RECORDS FOR THE TASK below:

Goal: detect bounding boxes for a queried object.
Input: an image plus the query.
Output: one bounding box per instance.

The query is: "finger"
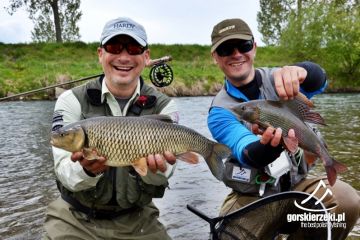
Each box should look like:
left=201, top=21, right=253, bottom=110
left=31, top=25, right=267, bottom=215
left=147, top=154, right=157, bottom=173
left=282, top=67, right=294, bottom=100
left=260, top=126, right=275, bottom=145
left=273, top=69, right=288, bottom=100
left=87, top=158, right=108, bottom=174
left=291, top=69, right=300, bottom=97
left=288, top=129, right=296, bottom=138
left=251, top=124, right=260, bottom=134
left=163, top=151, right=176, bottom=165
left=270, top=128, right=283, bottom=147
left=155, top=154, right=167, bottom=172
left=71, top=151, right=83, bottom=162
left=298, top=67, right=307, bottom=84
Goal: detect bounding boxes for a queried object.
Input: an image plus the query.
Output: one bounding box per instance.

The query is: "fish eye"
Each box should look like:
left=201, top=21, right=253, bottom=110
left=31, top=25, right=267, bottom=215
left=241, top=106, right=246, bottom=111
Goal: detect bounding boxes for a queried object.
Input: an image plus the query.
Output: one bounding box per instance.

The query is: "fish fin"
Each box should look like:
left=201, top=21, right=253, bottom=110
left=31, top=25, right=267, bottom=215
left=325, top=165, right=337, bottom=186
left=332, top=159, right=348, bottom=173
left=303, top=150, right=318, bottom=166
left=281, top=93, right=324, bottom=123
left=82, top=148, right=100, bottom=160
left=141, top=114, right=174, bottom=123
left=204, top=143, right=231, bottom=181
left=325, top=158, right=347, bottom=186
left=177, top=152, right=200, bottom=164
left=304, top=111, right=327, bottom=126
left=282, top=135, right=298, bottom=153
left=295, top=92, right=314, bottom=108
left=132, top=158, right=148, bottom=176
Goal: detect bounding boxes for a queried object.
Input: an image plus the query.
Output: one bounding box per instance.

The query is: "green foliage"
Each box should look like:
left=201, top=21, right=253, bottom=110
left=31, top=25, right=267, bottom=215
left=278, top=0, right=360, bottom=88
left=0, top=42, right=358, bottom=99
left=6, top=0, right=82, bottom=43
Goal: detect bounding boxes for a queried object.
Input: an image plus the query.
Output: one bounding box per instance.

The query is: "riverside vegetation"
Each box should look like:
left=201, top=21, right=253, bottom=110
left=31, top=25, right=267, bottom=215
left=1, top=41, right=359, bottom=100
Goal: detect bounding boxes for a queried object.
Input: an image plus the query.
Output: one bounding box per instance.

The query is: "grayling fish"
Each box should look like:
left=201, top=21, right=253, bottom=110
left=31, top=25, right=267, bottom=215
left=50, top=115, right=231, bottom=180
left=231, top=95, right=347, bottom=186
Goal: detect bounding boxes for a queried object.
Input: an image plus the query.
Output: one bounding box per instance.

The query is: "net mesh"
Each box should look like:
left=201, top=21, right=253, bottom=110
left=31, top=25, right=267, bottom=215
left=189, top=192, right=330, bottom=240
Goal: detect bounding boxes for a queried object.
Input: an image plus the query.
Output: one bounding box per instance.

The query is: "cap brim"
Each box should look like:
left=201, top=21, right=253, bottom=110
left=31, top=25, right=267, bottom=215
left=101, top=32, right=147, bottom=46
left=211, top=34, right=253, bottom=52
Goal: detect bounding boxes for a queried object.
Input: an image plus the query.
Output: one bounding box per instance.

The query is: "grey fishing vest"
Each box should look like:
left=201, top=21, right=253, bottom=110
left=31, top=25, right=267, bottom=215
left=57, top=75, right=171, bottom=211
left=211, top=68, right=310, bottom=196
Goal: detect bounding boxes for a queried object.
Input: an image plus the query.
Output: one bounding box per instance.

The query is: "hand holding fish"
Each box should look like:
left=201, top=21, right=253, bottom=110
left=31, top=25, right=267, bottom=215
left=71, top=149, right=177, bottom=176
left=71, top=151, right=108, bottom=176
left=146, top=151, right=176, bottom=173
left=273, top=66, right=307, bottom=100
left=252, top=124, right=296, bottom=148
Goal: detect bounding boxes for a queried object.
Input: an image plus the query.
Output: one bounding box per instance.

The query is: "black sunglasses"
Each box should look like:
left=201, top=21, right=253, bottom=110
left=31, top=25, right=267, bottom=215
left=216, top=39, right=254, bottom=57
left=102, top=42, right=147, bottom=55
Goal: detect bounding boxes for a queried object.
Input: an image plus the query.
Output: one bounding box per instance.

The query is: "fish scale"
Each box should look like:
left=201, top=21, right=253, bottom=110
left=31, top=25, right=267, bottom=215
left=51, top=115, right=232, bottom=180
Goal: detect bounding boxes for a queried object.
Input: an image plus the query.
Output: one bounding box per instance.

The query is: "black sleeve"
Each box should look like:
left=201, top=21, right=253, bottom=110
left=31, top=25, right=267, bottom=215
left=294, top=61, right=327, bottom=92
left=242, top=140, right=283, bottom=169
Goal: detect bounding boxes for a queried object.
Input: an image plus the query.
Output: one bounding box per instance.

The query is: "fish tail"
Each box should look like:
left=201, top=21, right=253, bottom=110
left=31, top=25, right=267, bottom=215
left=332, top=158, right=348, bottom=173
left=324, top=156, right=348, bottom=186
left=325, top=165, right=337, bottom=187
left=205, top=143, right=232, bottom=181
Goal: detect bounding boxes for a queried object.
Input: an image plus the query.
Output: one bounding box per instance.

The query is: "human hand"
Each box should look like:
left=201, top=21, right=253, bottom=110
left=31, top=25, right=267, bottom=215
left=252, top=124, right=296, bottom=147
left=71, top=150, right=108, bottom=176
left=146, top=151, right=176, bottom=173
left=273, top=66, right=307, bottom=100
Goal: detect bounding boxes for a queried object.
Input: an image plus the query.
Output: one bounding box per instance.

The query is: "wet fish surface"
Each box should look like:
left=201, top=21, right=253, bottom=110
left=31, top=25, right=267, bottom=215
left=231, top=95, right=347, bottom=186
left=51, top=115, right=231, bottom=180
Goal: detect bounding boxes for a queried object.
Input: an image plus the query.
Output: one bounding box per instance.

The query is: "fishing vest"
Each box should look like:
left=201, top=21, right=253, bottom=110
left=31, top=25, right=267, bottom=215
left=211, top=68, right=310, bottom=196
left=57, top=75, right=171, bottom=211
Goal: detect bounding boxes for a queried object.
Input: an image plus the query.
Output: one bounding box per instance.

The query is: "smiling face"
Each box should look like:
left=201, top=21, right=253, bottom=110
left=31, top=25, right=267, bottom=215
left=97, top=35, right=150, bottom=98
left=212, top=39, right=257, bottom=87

End of RECORDS FOR THE TASK.

- WHAT IS REQUIRED
Give back each entry verbatim but drop its pictures.

- EXERCISE SOLUTION
Goal: detect bounding boxes for a queried object.
Input: an image plus the query.
Output: one bounding box per instance.

The query is: "finger"
Each box should look like:
left=201, top=21, right=253, bottom=110
left=31, top=25, right=267, bottom=215
left=147, top=154, right=157, bottom=173
left=282, top=67, right=294, bottom=100
left=260, top=126, right=275, bottom=145
left=273, top=69, right=288, bottom=100
left=87, top=158, right=108, bottom=174
left=291, top=69, right=300, bottom=97
left=288, top=129, right=296, bottom=138
left=251, top=124, right=260, bottom=134
left=163, top=151, right=176, bottom=165
left=270, top=128, right=283, bottom=147
left=155, top=154, right=167, bottom=172
left=71, top=151, right=83, bottom=162
left=298, top=67, right=307, bottom=84
Goal: detect bounding boxes for a queried object.
Input: an image plus the query.
Output: one bounding box per instance.

The query is: "fish eye"
Each box should look like:
left=201, top=21, right=253, bottom=110
left=31, top=25, right=267, bottom=215
left=241, top=106, right=246, bottom=111
Goal: detect bounding boxes for a queried object.
Input: an image plus the query.
Output: one bounding box per instance.

The query is: "fish fin"
Each box should look like:
left=201, top=21, right=253, bottom=110
left=31, top=25, right=267, bottom=215
left=325, top=165, right=337, bottom=186
left=332, top=159, right=348, bottom=173
left=303, top=150, right=318, bottom=166
left=281, top=93, right=324, bottom=123
left=82, top=148, right=100, bottom=160
left=141, top=114, right=174, bottom=123
left=204, top=143, right=231, bottom=181
left=325, top=158, right=347, bottom=186
left=177, top=152, right=200, bottom=164
left=304, top=111, right=327, bottom=126
left=282, top=135, right=298, bottom=153
left=295, top=92, right=314, bottom=108
left=132, top=158, right=148, bottom=176
Goal: detect bounding boxes for a queried object.
Input: an image plus the query.
Output: one bounding box per instance.

The query is: "green foliage"
Each box should look like:
left=201, top=21, right=253, bottom=110
left=31, top=25, right=267, bottom=215
left=278, top=0, right=360, bottom=88
left=0, top=42, right=358, bottom=99
left=6, top=0, right=82, bottom=43
Goal: detect bounding boxes for a queried object.
Input: an image plus the query.
Output: one bounding box per instance.

The query is: "riverside vegetation"
Each box should look like:
left=201, top=21, right=253, bottom=110
left=31, top=25, right=267, bottom=215
left=1, top=41, right=359, bottom=100
Goal: detect bounding boxes for a queried object.
Input: an image plus the query.
Output: one bounding box per instance.

The query is: "grayling fish"
Each box should look like:
left=201, top=21, right=253, bottom=110
left=31, top=25, right=267, bottom=215
left=50, top=115, right=231, bottom=180
left=231, top=95, right=347, bottom=186
Goal: detect bounding boxes for a queried object.
Input: an image plus the query.
Output: one bounding box per instance.

The query is: "net mesh"
Each box should look like:
left=201, top=21, right=253, bottom=110
left=31, top=25, right=267, bottom=215
left=189, top=192, right=330, bottom=240
Goal: detect bounding boxes for a queried object.
Input: an image plus the query.
Output: one bounding box per instance.

The query is: "cap brim"
Each box should look like:
left=201, top=21, right=253, bottom=110
left=31, top=25, right=267, bottom=215
left=101, top=32, right=147, bottom=46
left=211, top=34, right=253, bottom=52
Goal: detect bounding boxes for a queried object.
Input: an image plus the query.
Output: one bounding box per instance.

The query is: "grey fishing vest"
Each box should look like:
left=201, top=21, right=253, bottom=110
left=31, top=25, right=267, bottom=215
left=57, top=75, right=171, bottom=211
left=211, top=68, right=310, bottom=196
Goal: detect bounding boxes for a queried object.
Input: an image plus the query.
Output: one bounding box per instance.

The query is: "hand holding fish"
Each box should look like:
left=201, top=21, right=253, bottom=110
left=31, top=25, right=267, bottom=215
left=71, top=149, right=177, bottom=176
left=71, top=151, right=108, bottom=176
left=146, top=151, right=176, bottom=173
left=273, top=66, right=307, bottom=100
left=252, top=124, right=296, bottom=148
Goal: detect bounding boxes for a queried object.
Input: an image plus the query.
Output: one bounding box per instance.

The query is: "black sunglasses"
Each box should look like:
left=201, top=21, right=253, bottom=110
left=31, top=25, right=267, bottom=215
left=216, top=39, right=254, bottom=57
left=102, top=42, right=147, bottom=55
Goal: detect bounding boxes for a queried object.
Input: an image plus the query.
Output: one bounding box per instance.

The query is: "fish scale"
Each box should look like:
left=201, top=21, right=253, bottom=110
left=31, top=25, right=267, bottom=215
left=51, top=115, right=232, bottom=180
Goal: detect bounding boxes for a queried object.
Input: an image plus the query.
Output: one bounding box per instance.

The query is: "black sleeve"
Each box should look like:
left=201, top=21, right=253, bottom=110
left=31, top=25, right=267, bottom=215
left=294, top=61, right=327, bottom=92
left=242, top=140, right=283, bottom=169
Goal: detect bounding boxes for a queried object.
Input: an image plus the query.
Output: one bounding box per instance.

The query is: "fish tail"
Each box should look like:
left=201, top=21, right=253, bottom=110
left=31, top=25, right=267, bottom=215
left=332, top=158, right=348, bottom=173
left=324, top=156, right=348, bottom=186
left=325, top=165, right=337, bottom=187
left=205, top=143, right=232, bottom=181
Goal: detect bounding boxes for a queried object.
Input: an image plus the query.
Output: one bounding box per instance.

The query is: "human hand"
Each box should look like:
left=201, top=21, right=253, bottom=110
left=31, top=25, right=267, bottom=215
left=252, top=124, right=296, bottom=147
left=71, top=150, right=108, bottom=176
left=146, top=151, right=176, bottom=173
left=273, top=66, right=307, bottom=100
Goal: detect bounding boxes for a queried object.
Input: an image plus the query.
Output: one bounding box per instance.

The query is: "wet fish surface"
Each box should look like:
left=201, top=21, right=253, bottom=110
left=31, top=25, right=267, bottom=215
left=231, top=95, right=347, bottom=186
left=51, top=115, right=231, bottom=180
Goal: detect bounding boxes for a queried object.
Input: an image plus the query.
Output: one bounding box per instance.

The query is: "fishing vest"
Each box should look like:
left=201, top=21, right=253, bottom=110
left=31, top=25, right=267, bottom=215
left=211, top=68, right=310, bottom=196
left=57, top=75, right=171, bottom=211
Goal: detect bounding boxes for a queried object.
Input: an image plus the query.
Output: one bounding box per instance.

The query is: "smiling face"
Each box should look like:
left=201, top=21, right=253, bottom=110
left=31, top=25, right=267, bottom=215
left=97, top=35, right=150, bottom=98
left=212, top=39, right=257, bottom=87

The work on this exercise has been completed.